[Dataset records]

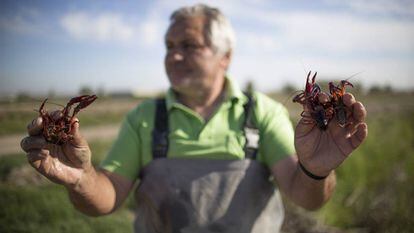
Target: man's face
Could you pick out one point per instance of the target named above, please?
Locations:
(190, 63)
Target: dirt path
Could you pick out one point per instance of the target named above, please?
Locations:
(11, 144)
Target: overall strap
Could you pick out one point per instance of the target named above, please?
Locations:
(251, 132)
(161, 130)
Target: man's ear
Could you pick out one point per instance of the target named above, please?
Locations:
(226, 59)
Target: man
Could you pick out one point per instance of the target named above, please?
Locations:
(196, 178)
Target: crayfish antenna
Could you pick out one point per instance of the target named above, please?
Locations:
(314, 76)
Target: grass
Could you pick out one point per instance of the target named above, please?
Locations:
(374, 188)
(46, 207)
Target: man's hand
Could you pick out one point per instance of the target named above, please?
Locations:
(63, 164)
(322, 151)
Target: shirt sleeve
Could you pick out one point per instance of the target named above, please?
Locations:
(276, 132)
(124, 156)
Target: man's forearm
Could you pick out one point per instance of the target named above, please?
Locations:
(310, 193)
(94, 194)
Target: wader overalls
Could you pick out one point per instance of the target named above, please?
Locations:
(202, 195)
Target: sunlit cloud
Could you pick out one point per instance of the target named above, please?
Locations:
(385, 7)
(24, 21)
(102, 27)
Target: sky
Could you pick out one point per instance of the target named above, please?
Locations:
(60, 46)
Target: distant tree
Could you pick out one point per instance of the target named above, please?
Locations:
(249, 86)
(22, 97)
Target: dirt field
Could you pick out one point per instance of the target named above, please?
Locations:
(11, 144)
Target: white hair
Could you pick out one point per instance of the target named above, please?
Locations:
(219, 32)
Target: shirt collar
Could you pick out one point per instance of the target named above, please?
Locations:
(233, 93)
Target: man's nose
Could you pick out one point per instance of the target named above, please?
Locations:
(176, 55)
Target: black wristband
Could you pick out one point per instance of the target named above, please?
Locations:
(308, 173)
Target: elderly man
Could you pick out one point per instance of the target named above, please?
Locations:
(205, 154)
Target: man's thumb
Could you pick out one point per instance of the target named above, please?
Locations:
(77, 139)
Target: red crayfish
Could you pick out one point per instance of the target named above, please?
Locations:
(57, 129)
(319, 112)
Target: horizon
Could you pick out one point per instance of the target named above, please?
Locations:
(61, 46)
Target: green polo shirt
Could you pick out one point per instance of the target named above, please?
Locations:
(221, 137)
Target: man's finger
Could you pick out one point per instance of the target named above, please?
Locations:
(35, 126)
(359, 112)
(359, 136)
(35, 155)
(78, 140)
(32, 143)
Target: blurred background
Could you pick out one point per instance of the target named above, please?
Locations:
(115, 49)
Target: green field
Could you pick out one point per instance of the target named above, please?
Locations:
(373, 194)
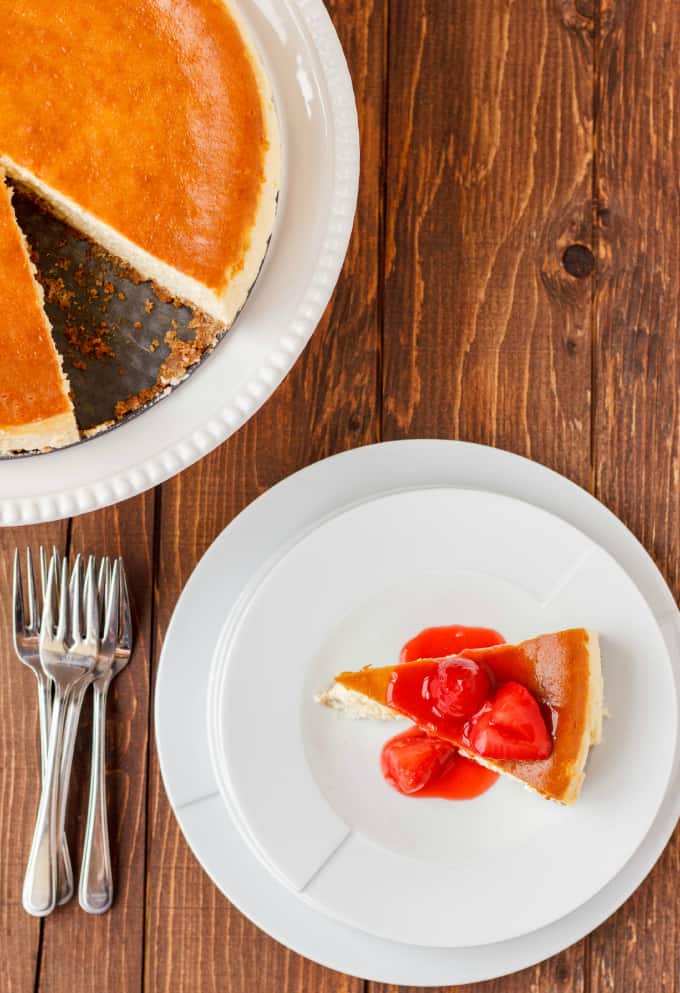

(EXERCISE AIM):
Duplicate all of the records above line for line, leaving the pictures out of your copy.

(THE SOLUTION):
Target: man's face
Could you pick out one point per instance of the target named above, please?
Locations:
(190, 63)
Target: dirt path
Could you pick out one point per instance of the target named above, please?
Locations:
(11, 144)
Target: overall strap
Could you pick out one point per instance of the target named above, please?
Locations:
(251, 132)
(161, 130)
Target: man's ear
Could you pick out one point per instance of the target named above, please?
Locations:
(226, 59)
Target: man
Could you pick out one point per instance of the target named above, please?
Locations:
(196, 178)
Target: crayfish antenna
Could you pick out one point per instance of the target named above, please?
Locations:
(314, 76)
Target: grass
Could you pick out one point per instance of the target named above, please?
Locations:
(374, 188)
(46, 207)
Target: man's hand
Could you pick out one point per instance of the target named above, please?
Locations:
(63, 164)
(322, 151)
Target: shirt sleeve
Could you pick out one point per instance of the target named above, please?
Locations:
(276, 132)
(124, 156)
Target: man's forearm
Could you pick out one point per instance of the target named above, please?
Locations:
(310, 193)
(94, 194)
Target: wader overalls
Could you pick out one point per instance of the target named above, please?
Locations:
(202, 195)
Target: sunlit cloud
Could you pick out one point per instance of the target named above, please?
Locations:
(385, 7)
(24, 21)
(102, 27)
Target: sky
Could you pick out one point per instance of the target named above, please?
Locations:
(60, 46)
Target: distant tree
Could you pick out one point per instance of the target named above, please?
Locations:
(249, 86)
(22, 97)
Target: dirt field
Could you pick out one point per instance of the target named above, please?
Locations:
(11, 144)
Target: white hair
Could you pick out one point per instance of the target named above, please?
Locations:
(219, 32)
Target: shirt collar
Could you pick out one point per instance of the target named above, please?
Locations:
(233, 93)
Target: man's nose
Could you pick out one point per instance of the target named above, please?
Locations:
(176, 55)
Target: black wristband
Could you pick out one point per instance of the target named above, please?
Locations:
(308, 173)
Target: elderly man
Could you pick out one point per instance of the target named above, please?
Locations:
(205, 154)
Target: man's thumb
Could you pick out one point per instance of the target named above, please?
Locations:
(77, 139)
Target: red crayfish
Could you pick out one point per instance of the target named above, please?
Locations:
(57, 129)
(319, 112)
Target: horizon
Could you pick out one point per instance of the target named above, please?
Locations:
(61, 46)
Target: green polo shirt
Could you pick out one point per instance of the target named above, please?
Locations:
(221, 137)
Target: man's finger
Could you pick out one point per instance of the target named above, please?
Locations:
(35, 126)
(359, 112)
(359, 136)
(35, 155)
(78, 140)
(32, 143)
Target: blurred background
Could you pick out one point per instance of the target named above, please?
Locations:
(115, 49)
Target: green field
Could you pick out one point per instance of the target named above, please?
Locations:
(373, 194)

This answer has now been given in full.